**** MATERIAL FOR THIS TASK ****

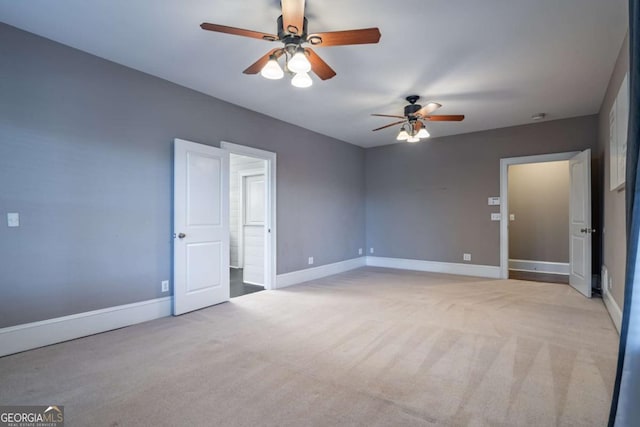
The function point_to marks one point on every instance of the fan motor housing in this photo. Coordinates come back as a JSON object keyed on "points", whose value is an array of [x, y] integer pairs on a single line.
{"points": [[292, 35], [411, 109]]}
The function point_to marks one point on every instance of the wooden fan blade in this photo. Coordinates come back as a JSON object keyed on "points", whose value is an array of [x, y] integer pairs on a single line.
{"points": [[318, 66], [388, 115], [293, 16], [341, 38], [451, 118], [257, 66], [389, 125], [238, 32], [429, 108]]}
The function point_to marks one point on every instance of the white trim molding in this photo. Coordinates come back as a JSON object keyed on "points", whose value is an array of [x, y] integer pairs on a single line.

****

■ CHALLENGE: Copy out every one of the entries above word for word, leaving out the pictures.

■ THE RESPONSE:
The function point_to marks one point on every instance of the fan motor housing in this photo. Coordinates come back as a JSON object keyed on "points", whose value is an array of [x, y] integer pairs on a single line.
{"points": [[292, 35], [411, 109]]}
The function point_to marks one point on every instance of the wooden fan blade in this photo. Coordinates come back as a JSON object keyed on "points", whose value is an array of [x, y] integer pairs on a single line.
{"points": [[318, 66], [388, 115], [293, 16], [341, 38], [451, 118], [257, 66], [389, 125], [238, 32], [429, 108]]}
The function point_to marks one point on every instance of the white trim molding in this photo. Coordinates come back as a JSON object keyed on "points", whose value is an array of [x, y] integer pairs on a single line.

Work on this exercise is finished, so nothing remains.